──────── Text provided
The Faith charter school effort was a natural evolution of the opposition to the closure of Faith Elementary and born of a desire to keep education local. Crowds of families and students have attempted to stave off closure for fear of decimating the fabric of the town, but they found an alternative way to keep a school in Faith when reality hit that the Rowan-Salisbury Board of Education had settled on closure.
In a “My Turn” column published in March 2019, Tim Williams, in collaboration with others opposed to the closure, painted a perfect visual about the little things that make a school important to a small town in case pleas about the loss of activity and potential effect on local businesses hadn’t broken through.
“The school sits geographically in the center of the town. The sound of children playing during the school day can be heard all over the town,” the opinion column stated. “The flag waving at the entrance of the school can be seen from many vantage points. This is Faith school, our community school.”
With a little tweaking, the same descriptions could be used for any school in a small town. Schools are a fundamental building block of any community because they bring families together through school activities, provide local jobs and are a main way through which children make friends with people who live nearby. Without a school, a town is just a neighborhood, Muhammad El said. Without a school, people may live in East Spencer, but they’ll shop, go to school and send their kids to activities in other places.
Different futures?
While they started with the same idea in mind, Essie Mae and Faith Academy could end up with very different futures.
Essie Mae is unlikely to stave off a vote by the N.C. Board of Education next month to revoke its charter, especially after the unanimous vote by the N.C. Charter School Advisory Board. Wallace says she doesn’t think there’s not an opportunity for representatives of Essie Mae to speak to the board before its vote. But when the school takes its case through the appeals process, Essie Mae may be able to keep things going with compelling plans to turn management issues around and arguments about the value its has provided and can continue to provide to East Spencer.
In getting off the ground, Faith may be able to avoid management challenges. Gene Miller, former assistant superintendent of Rowan-Salisbury Schools, is helping with operations for Faith Academy. Sarah Hensley, a former administrator for Rowan-Salisbury Schools, will be head administrator for the academy. The charter school may also end up picking off some teachers who would prefer to stay in the small town to teach some of the same students who were in their classrooms at Faith Elementary, which will close at the end of the school year.
Faith Academy also may not face the same challenges associated with student achievement.
The N.C. Board of Education has pushed back its decision on both schools until January — when one charter could be revoked and another granted.
Whether in Faith or East Spencer, charter supporters hoping to keep schools in their communities might be able to draw inspiration from Rev. John E. Jones, who led an effort in 1991 in opposition to a plan to tear down parts of North Middle in East Spencer and create an alternative school.
“We will no longer sit idly by and let our hearts be continually broken and our dreams turned into nightmares,” Jones told the Rowan-Salisbury Board of Education in October 1991.
Or maybe the Rev. Calvin Miller, who spoke up during the same effort.
“Now, as never before, we need a strong school in the community,” Miller said.
Josh Bergeron is editor of the Salisbury Post.
────────────────
──────── Available data
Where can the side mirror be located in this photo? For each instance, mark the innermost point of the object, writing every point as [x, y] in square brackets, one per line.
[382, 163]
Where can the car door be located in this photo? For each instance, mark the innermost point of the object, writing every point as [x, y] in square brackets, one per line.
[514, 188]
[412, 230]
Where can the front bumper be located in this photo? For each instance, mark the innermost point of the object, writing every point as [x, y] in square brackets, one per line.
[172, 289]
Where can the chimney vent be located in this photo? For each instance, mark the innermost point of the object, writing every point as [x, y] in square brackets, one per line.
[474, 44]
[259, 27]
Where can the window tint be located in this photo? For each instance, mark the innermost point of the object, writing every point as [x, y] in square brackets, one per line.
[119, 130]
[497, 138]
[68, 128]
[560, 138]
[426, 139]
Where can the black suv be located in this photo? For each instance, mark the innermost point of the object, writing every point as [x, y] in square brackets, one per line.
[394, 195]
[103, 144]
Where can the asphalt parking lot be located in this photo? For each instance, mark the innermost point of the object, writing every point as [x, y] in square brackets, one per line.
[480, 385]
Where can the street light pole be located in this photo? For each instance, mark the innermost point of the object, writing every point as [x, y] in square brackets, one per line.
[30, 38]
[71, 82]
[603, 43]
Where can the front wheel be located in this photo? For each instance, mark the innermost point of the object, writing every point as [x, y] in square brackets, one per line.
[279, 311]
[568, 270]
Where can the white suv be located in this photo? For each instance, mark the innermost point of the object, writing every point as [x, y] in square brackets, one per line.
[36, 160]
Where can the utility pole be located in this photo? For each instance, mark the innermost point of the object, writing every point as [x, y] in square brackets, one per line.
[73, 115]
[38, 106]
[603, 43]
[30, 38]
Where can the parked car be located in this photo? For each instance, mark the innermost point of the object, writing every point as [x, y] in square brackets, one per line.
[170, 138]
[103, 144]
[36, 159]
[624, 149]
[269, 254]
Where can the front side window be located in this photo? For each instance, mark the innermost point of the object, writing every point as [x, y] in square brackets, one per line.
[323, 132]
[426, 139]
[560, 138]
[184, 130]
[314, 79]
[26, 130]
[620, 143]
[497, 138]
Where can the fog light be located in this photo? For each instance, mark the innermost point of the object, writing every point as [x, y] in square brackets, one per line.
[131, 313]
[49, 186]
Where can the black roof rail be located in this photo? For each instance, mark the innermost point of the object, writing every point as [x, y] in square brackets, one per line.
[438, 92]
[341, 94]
────────────────
──────── Available data
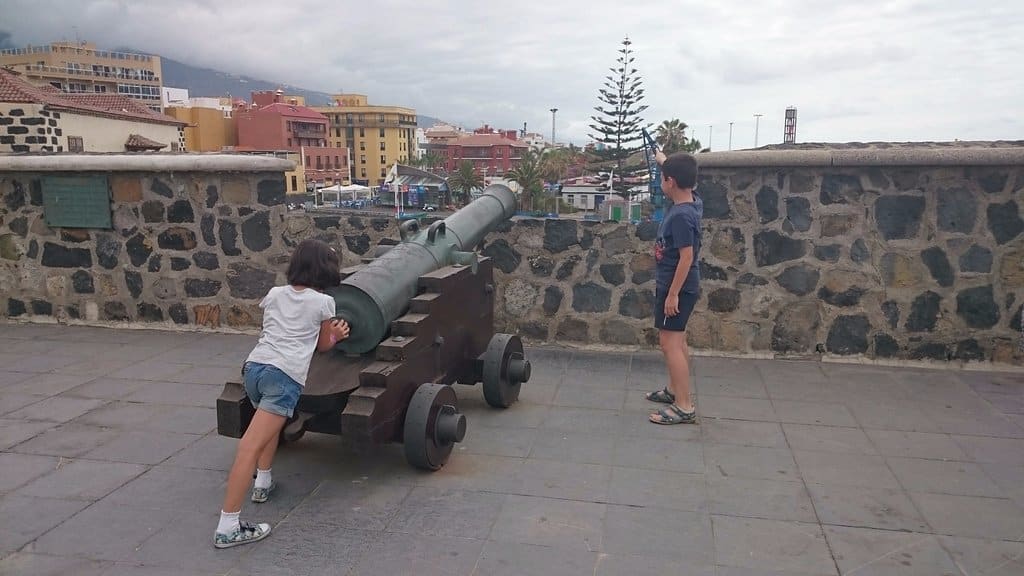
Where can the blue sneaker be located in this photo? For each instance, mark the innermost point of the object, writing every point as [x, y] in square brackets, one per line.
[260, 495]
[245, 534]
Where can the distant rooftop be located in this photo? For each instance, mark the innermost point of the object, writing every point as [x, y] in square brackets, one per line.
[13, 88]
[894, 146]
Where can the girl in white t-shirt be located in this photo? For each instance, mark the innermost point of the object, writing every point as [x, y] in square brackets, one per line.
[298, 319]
────────────────
Tasks and exercises:
1 - Answer these questions from the column about the charter school efforts:
(a) In what month and year was the "My Turn" column by Tim Williams published?
(b) Who will be head administrator for Faith Academy?
(c) In what year did Rev. John E. Jones lead an effort opposing a plan for North Middle in East Spencer?
2 - Copy the column's text, starting with "Whether in Faith" and going on through "an alternative school.".
The material has no connection to the column.

Solutions:
1 -
(a) March 2019
(b) Sarah Hensley
(c) 1991

2 -
Whether in Faith or East Spencer, charter supporters hoping to keep schools in their communities might be able to draw inspiration from Rev. John E. Jones, who led an effort in 1991 in opposition to a plan to tear down parts of North Middle in East Spencer and create an alternative school.